BRIEF:
Send back all the data below, exactly as given.

GIVEN INFORMATION:
_____

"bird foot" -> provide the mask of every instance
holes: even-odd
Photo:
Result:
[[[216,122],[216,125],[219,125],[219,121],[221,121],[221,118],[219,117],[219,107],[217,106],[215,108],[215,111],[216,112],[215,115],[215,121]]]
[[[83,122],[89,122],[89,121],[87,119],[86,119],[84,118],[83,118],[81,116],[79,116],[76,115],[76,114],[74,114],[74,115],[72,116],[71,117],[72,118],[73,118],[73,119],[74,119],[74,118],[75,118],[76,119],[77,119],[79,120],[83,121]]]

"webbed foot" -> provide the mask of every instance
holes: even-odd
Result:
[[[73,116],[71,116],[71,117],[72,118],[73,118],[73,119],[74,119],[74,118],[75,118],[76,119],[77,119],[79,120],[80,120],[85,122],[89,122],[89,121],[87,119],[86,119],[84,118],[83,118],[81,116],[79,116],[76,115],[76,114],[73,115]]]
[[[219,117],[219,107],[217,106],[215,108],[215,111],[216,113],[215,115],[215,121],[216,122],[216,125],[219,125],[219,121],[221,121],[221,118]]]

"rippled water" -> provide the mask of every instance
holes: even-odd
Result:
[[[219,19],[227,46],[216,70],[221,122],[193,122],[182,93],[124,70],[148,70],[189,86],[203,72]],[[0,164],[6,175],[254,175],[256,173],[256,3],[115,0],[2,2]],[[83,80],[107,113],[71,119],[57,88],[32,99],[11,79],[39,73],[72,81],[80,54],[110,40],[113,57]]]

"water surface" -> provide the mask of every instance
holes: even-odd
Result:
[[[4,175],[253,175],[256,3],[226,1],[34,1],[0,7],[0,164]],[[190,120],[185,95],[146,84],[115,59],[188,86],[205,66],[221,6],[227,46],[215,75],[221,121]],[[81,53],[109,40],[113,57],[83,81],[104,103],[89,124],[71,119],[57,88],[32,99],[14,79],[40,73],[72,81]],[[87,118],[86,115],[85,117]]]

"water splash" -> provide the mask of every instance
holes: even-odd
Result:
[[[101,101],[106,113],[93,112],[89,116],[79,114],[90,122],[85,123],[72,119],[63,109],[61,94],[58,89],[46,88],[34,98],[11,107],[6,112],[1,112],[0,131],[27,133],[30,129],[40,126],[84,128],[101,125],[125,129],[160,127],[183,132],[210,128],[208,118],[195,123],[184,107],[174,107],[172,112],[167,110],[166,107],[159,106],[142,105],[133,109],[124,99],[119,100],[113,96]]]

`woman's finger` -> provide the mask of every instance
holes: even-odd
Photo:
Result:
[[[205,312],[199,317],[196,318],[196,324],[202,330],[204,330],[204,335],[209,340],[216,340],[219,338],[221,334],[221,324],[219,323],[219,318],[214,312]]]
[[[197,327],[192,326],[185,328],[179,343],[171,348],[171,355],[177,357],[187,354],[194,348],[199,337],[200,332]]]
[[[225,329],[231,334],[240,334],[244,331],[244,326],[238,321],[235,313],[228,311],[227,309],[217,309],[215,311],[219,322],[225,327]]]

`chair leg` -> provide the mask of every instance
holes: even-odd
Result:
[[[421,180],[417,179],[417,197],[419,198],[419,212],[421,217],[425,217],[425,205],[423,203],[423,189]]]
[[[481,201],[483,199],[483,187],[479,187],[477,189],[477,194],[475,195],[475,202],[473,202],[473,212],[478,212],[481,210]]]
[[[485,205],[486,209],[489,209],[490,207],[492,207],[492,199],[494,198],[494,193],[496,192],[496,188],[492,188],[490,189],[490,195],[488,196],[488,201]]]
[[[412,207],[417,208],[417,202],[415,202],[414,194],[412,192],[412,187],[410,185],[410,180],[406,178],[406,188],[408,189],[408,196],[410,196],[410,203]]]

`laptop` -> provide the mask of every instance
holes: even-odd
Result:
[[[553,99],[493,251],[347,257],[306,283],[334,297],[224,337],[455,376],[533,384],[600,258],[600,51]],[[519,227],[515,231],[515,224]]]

_____

FINISHED EXERCISE:
"bird foot" -> provide the mask of every instance
holes: even-odd
Photo:
Result:
[[[216,122],[216,125],[219,125],[219,121],[221,121],[221,118],[219,117],[219,107],[217,106],[215,108],[215,111],[216,112],[215,115],[215,121]]]
[[[83,122],[89,122],[89,121],[87,119],[86,119],[84,118],[83,118],[81,116],[79,116],[76,115],[76,114],[74,114],[74,115],[72,116],[71,117],[72,118],[73,118],[73,119],[74,119],[74,118],[75,118],[76,119],[77,119],[79,120],[83,121]]]

"webbed foot" -> provide the mask of every instance
holes: even-odd
Result:
[[[73,116],[71,116],[71,117],[72,118],[73,118],[73,119],[74,119],[74,118],[75,118],[76,119],[77,119],[79,120],[80,120],[85,122],[89,122],[89,121],[87,119],[86,119],[84,118],[83,118],[81,116],[79,116],[76,115],[76,114],[73,115]]]
[[[219,117],[219,107],[217,106],[215,108],[215,111],[216,113],[215,115],[215,121],[216,122],[216,125],[219,125],[219,121],[221,121],[221,118]]]

"rippled water" -> provide the mask of every instance
holes: even-odd
Result:
[[[219,19],[227,46],[216,70],[221,122],[193,122],[182,93],[124,70],[148,70],[189,86],[203,72]],[[0,164],[6,175],[254,175],[256,173],[256,3],[115,0],[2,2]],[[83,80],[107,113],[71,119],[57,88],[32,99],[11,79],[39,73],[72,81],[80,54],[110,40],[113,57]]]

"water surface" -> provide the mask of every instance
holes: even-odd
Result:
[[[4,175],[253,175],[256,3],[226,1],[34,1],[0,7],[0,164]],[[190,120],[185,95],[146,84],[115,59],[188,86],[205,66],[221,6],[227,46],[215,75],[221,121]],[[81,53],[109,40],[113,57],[83,81],[104,103],[89,124],[71,119],[57,88],[32,99],[14,79],[40,73],[72,81]],[[87,118],[86,115],[85,117]]]

"water splash" -> provide the mask of every instance
holes: even-odd
Result:
[[[101,101],[106,113],[93,112],[89,116],[79,114],[90,122],[85,123],[72,119],[63,109],[61,94],[58,89],[46,88],[34,98],[11,107],[6,112],[1,112],[0,131],[27,133],[30,129],[40,126],[84,128],[101,125],[125,129],[160,127],[183,132],[210,128],[208,118],[195,123],[184,107],[174,107],[172,112],[167,110],[166,107],[159,106],[142,105],[133,109],[124,99],[119,100],[113,96]]]

`woman's finger` -> provide the mask of every instance
holes: even-odd
Photo:
Result:
[[[205,312],[199,317],[196,318],[196,324],[202,330],[204,330],[204,335],[209,340],[216,340],[219,338],[221,334],[221,324],[219,323],[219,318],[214,312]]]
[[[197,327],[192,326],[185,328],[179,343],[171,348],[171,355],[177,357],[187,354],[194,348],[199,337],[200,332]]]
[[[225,329],[231,334],[240,334],[244,331],[244,326],[238,321],[235,313],[228,311],[227,309],[217,309],[215,311],[219,322],[225,327]]]

`chair leg` -> provide the mask of every instance
holes: even-odd
Result:
[[[421,180],[417,179],[417,197],[419,198],[419,212],[421,217],[425,217],[425,205],[423,203],[423,189]]]
[[[481,201],[483,199],[483,187],[479,187],[477,189],[477,194],[475,195],[475,202],[473,202],[473,212],[478,212],[481,210]]]
[[[485,205],[486,209],[489,209],[490,207],[492,207],[492,199],[494,198],[494,193],[496,192],[496,188],[492,188],[490,189],[490,195],[488,196],[488,201]]]
[[[412,207],[417,208],[417,202],[415,202],[414,194],[412,192],[412,187],[410,185],[410,180],[406,178],[406,188],[408,189],[408,196],[410,196],[410,203]]]

`laptop` -> provide the mask of every instance
holes: even-odd
Result:
[[[553,99],[493,251],[347,257],[306,283],[334,297],[224,337],[455,376],[533,384],[600,258],[600,51]],[[519,227],[515,231],[515,224]]]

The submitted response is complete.